■ TEKS SUMBER:
╭──
Kita, Agama dan Peradaban

Oleh : Reyvita Ningrum
(Mahasiswa Progam Studi Bimbingan Konseling Islam, Fakultas Ushuluddin dan Dakwah)
#BanggaIAINSurakarta

“Anda tidak dapat mengatakan bahwa agama yang satu lebih baik dari yang lain. Semua agama, pada dasarnya, adalah relatif – yaitu terbatas, parsial, tidak lengkap – sebagai jalan dalam melihat segala sesuatu. Menganggap bahwa sebuah agama secara intrinsik lebih baik dari yang lain, sekarang, dirasakan oleh ahli agama sebagai sebuah sikap yang agak salah, ofensif, dan merupakan pandangan yang sempit.” (Paul F. Knitter)

 

Keberagaman agama saat ini sedang hangat sekali diperbincangkan. Sejak dideklarasikannya kemerdekaan Indonesia dan lahirnya kata toleransi di Indonesia. Kita tentu telah paham bahwa kita harus menerima perbedaan. Enam agama dengan cara ibadah dan kultur yang berbeda tidak dapat membuat kita menjadi orang yang egois dalam bernegara majemuk.
╰──
■ MATERI YANG DISEDIAKAN:
╭──
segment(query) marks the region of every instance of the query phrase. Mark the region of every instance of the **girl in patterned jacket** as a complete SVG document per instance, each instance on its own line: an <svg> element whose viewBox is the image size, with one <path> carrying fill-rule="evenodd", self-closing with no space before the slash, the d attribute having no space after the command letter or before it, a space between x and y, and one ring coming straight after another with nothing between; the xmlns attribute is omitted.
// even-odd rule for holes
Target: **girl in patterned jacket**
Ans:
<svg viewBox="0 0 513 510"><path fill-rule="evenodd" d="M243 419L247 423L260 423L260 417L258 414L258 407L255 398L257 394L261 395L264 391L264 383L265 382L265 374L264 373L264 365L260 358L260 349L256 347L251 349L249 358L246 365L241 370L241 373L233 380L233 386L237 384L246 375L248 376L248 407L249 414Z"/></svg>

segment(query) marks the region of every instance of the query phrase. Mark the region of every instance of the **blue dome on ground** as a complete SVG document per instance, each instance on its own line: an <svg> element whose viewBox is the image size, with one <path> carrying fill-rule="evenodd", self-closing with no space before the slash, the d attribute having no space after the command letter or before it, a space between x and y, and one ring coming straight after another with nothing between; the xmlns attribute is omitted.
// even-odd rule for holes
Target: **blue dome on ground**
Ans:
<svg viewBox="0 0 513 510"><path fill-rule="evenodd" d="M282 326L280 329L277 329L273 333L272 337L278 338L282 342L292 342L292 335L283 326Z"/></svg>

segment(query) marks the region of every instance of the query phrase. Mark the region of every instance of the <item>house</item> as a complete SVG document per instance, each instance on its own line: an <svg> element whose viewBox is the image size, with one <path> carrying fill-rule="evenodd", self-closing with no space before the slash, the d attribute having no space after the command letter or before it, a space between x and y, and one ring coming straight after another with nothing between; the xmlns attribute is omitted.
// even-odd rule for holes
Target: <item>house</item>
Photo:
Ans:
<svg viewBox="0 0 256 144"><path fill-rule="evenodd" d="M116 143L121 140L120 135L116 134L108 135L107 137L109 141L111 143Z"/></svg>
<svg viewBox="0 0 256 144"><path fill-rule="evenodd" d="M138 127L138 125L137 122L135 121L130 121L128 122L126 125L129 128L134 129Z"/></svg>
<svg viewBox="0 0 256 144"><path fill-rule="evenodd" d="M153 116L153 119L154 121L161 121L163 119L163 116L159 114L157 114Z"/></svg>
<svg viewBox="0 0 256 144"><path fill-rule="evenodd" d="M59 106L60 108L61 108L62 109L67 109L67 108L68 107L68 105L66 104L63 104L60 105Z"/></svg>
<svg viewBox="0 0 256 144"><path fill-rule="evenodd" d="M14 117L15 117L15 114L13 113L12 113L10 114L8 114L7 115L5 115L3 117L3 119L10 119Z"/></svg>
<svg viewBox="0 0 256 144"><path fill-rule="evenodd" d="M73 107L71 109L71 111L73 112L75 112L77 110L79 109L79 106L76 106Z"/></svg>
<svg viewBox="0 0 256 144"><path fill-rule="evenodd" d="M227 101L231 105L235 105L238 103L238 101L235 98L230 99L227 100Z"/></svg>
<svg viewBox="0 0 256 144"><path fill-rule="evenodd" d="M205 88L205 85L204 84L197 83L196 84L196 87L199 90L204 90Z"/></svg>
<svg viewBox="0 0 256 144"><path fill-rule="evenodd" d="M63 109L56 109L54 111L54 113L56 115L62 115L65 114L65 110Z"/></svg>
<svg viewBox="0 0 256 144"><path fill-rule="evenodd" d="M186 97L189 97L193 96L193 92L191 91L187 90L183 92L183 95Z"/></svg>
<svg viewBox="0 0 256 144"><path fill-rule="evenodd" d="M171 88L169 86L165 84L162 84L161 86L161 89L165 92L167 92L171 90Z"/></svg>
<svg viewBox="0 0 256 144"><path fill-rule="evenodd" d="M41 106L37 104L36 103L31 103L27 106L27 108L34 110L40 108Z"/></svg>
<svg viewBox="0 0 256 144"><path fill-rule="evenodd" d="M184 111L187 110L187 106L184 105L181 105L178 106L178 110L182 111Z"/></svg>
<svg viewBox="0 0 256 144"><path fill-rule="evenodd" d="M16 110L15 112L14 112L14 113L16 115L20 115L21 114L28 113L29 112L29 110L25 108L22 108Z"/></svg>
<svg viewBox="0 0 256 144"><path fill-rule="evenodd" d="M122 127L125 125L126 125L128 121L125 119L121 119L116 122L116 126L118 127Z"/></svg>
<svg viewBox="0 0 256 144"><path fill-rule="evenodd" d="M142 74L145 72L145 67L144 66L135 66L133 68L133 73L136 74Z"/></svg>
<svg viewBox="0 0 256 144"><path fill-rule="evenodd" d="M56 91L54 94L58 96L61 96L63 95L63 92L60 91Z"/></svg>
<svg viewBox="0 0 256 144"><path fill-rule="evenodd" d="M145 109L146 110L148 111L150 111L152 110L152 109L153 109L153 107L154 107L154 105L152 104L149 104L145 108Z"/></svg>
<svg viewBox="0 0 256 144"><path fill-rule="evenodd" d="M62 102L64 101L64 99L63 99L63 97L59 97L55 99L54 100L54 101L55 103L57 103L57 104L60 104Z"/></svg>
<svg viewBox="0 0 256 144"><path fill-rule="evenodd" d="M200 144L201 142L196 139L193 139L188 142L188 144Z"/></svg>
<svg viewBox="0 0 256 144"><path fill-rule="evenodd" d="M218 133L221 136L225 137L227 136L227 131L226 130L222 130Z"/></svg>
╰──
■ TUJUAN TUGAS: Menurut teks tentang agama dan peradaban, berapa banyak agama yang disebut memiliki cara ibadah dan kultur yang berbeda? Materi tersebut merupakan bahan tersendiri yang terpisah dari teks.

■ JAWABAN LATIHAN: Enam agama.